> **Tarea A**
Repite al pie de la letra las líneas del listado, empezando por la línea que contiene "Where can the faucet handle" y siguiendo hasta el final del listado, ambos extremos incluidos.

La educación no suele ocupar los principales espacios de la agenda pública ni de la política. Con todo, debe ser una prioridad entre las tareas del Estado. Ante el inicio de un nuevo gobierno, cabe reflexionar acerca de algunas iniciativas que −creo− deberían llevarse adelante si queremos sacar al país de la situación en que se encuentra y, en particular, favorecer el ascenso social que nos caracterizó en otra época. El gradualismo en esto no tiene cabida.
Empecemos por la formación docente, instrumento indispensable para cualquier transformación seria que se pretenda impulsar. En primer lugar, ante la falta de docentes y la incorporación temprana de estudiantes de los profesorados al trabajo en las escuelas, es imprescindible tomar una medida de forma inmediata: reducir la duración de las carreras de Educación, de cuatro años de extensión, si bien en general los aspirantes alcanzan a graduarse en un promedio de entre seis y siete años.
Paralelamente, el Estado Nacional tendría que instrumentar un programa de becas estímulo con contraprestación dentro de las instituciones educativas, con el fin de complementar la formación de los docentes. Esto nunca debería implicar el reemplazo de un docente graduado por un estudiante en formación, circunstancia que hoy ocurre con mucha más frecuencia de lo que imaginamos.
Por otra parte, la evaluación de los distintos agentes del sistema educativo es imprescindible si queremos que los gobiernos tomen decisiones sobre la base de información fiable y que los recursos se vuelquen sobre aquellos sectores que más lo necesitan. En este sentido, los operativos de evaluación nacionales tendrían que generalizarse. Es decir, no solo alcanzar a los estudiantes de nivel primario y secundario, sino extenderse a los estudiantes de los profesorados, a los docentes en ejercicio y a las instituciones, especialmente aquellas que forman docentes. Un elemento crucial en este aspecto es que dichas evaluaciones se transformen en obligatorias y no dejarlas libradas a que la dirección de una escuela o de una familia unilateralmente las rechacen, como sucede actualmente.

Registros del conjunto de datos sobre la ubicación de objetos
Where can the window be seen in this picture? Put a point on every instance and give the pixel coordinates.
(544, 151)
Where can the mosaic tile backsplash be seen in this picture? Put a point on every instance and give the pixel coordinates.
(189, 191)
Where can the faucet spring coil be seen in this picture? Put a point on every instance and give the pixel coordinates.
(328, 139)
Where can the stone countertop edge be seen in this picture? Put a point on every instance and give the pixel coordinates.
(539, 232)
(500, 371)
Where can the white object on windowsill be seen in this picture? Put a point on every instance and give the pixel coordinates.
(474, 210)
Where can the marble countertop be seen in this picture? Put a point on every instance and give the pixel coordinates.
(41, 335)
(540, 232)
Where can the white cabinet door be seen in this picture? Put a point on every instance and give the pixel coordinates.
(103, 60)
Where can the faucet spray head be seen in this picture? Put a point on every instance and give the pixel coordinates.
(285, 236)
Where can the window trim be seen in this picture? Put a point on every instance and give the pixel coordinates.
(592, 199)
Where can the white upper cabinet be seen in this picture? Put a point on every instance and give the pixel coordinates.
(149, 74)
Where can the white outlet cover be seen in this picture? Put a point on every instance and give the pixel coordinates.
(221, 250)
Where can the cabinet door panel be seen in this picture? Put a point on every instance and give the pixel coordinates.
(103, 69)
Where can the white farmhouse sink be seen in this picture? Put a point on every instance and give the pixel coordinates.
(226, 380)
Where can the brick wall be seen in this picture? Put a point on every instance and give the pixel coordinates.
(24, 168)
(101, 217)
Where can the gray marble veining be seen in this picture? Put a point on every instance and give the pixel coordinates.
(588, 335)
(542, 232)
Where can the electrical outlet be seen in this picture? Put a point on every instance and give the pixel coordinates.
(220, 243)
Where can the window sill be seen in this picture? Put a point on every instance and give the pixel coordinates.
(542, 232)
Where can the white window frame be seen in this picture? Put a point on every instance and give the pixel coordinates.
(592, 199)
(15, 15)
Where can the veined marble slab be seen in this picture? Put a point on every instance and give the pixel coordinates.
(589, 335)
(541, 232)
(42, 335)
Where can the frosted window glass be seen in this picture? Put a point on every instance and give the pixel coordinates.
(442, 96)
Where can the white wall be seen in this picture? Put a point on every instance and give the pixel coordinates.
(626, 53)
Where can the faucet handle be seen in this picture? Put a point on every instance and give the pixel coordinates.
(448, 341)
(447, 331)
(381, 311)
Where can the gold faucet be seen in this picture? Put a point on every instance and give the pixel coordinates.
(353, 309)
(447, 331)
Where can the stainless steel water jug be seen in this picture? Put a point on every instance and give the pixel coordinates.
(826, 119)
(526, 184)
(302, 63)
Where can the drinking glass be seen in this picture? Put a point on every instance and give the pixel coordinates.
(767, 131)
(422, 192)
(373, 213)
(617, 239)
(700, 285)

> **Tarea B**
Cita textualmente el fragmento del texto sobre educación que empieza con "Por otra parte, la" y sigue hasta "como sucede actualmente.".

> **Respuesta esperada A**
Where can the faucet handle be seen in this picture? Put a point on every instance and give the pixel coordinates.
(448, 341)
(447, 331)
(381, 311)
Where can the gold faucet be seen in this picture? Put a point on every instance and give the pixel coordinates.
(353, 309)
(447, 331)
Where can the stainless steel water jug be seen in this picture? Put a point on every instance and give the pixel coordinates.
(826, 119)
(526, 184)
(302, 63)
Where can the drinking glass be seen in this picture? Put a point on every instance and give the pixel coordinates.
(767, 131)
(422, 192)
(373, 213)
(617, 239)
(700, 285)

> **Respuesta esperada B**
Por otra parte, la evaluación de los distintos agentes del sistema educativo es imprescindible si queremos que los gobiernos tomen decisiones sobre la base de información fiable y que los recursos se vuelquen sobre aquellos sectores que más lo necesitan. En este sentido, los operativos de evaluación nacionales tendrían que generalizarse. Es decir, no solo alcanzar a los estudiantes de nivel primario y secundario, sino extenderse a los estudiantes de los profesorados, a los docentes en ejercicio y a las instituciones, especialmente aquellas que forman docentes. Un elemento crucial en este aspecto es que dichas evaluaciones se transformen en obligatorias y no dejarlas libradas a que la dirección de una escuela o de una familia unilateralmente las rechacen, como sucede actualmente.